Rewrite the listing below with every instance of "MUST" changed to "SHALL". Leave all other text unchanged.

### Dataset extract

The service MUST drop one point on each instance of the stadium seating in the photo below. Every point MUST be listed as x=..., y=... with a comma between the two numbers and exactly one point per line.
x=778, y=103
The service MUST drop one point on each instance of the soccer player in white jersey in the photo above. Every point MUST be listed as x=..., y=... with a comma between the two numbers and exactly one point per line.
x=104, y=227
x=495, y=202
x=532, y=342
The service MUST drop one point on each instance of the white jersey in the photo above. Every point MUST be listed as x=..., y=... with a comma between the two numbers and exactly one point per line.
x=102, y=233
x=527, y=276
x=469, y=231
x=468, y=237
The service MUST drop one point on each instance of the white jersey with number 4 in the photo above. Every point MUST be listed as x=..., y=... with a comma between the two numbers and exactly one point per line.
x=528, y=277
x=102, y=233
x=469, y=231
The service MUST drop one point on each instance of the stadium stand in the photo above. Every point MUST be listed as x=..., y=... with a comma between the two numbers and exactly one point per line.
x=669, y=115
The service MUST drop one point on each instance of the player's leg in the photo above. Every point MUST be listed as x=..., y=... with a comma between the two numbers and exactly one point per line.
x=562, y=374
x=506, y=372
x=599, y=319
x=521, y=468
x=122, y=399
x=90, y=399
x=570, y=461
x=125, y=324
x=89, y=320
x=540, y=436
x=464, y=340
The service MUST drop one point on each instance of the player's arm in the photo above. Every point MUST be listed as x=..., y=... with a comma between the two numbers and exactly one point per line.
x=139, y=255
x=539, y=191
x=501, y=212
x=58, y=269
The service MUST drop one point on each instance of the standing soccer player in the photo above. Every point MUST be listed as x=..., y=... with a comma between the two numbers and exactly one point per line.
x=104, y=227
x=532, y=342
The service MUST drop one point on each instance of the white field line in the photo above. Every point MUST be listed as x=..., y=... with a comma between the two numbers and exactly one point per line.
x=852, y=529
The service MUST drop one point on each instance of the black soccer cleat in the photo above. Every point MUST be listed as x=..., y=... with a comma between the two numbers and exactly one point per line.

######

(Finished task):
The service SHALL drop one point on each instance of the stadium seating in the photo below. Every point SHALL be listed as x=..., y=... with a comma between the two numbers and exactly one point per line.
x=778, y=103
The service SHALL drop one point on each instance of the soccer player in white jersey in the photo above. Every point SHALL be listed as x=..., y=... with a comma between the two numbers and exactly one point per line.
x=104, y=227
x=495, y=202
x=532, y=342
The service SHALL drop one point on each instance of the white jersey in the photo above. Every point SHALL be listed as x=..., y=... with a comma between the two numbers and exactly one point per line.
x=102, y=233
x=527, y=276
x=469, y=231
x=468, y=237
The service SHALL drop one point on each instance of the white jersey with number 4 in the photo above. Every point SHALL be listed as x=..., y=... with a comma between the two numbers and exactly one point per line.
x=528, y=277
x=102, y=233
x=469, y=231
The service SHALL drop one point on each instance of the stadium stand in the photo above. Every point SHALL be listed as x=..., y=... with a comma between the two numbers and exactly one point per line.
x=669, y=115
The service SHALL drop one point on each instance of the player's leg in the photo above. Every point SHALL be listed as x=..., y=... with a comma between the two numbers and exactly one point per line.
x=562, y=374
x=506, y=372
x=599, y=319
x=521, y=468
x=122, y=399
x=90, y=399
x=570, y=461
x=125, y=324
x=89, y=320
x=540, y=436
x=464, y=340
The service SHALL drop one point on each instance of the player's arm in the photo above. Every point SHALL be listed as x=..., y=... with a comma between the two numbers and exactly one point per line.
x=139, y=255
x=539, y=191
x=501, y=212
x=58, y=269
The service SHALL drop one point on each instance of the standing soccer player in the photo above. Every point SHALL be listed as x=..., y=... with a comma between the two numbers and exactly one point per line.
x=104, y=227
x=532, y=342
The service SHALL drop one point on each instance of the white field line in the photo above. Every point SHALL be listed as x=..., y=... with a comma between the two numbers and exactly one point per line.
x=852, y=529
The service SHALL drop one point on each instance of the black soccer cleat in the photo above. Every point SHALL be listed as x=..., y=... with a comma between the two numbers and exactly one point per line.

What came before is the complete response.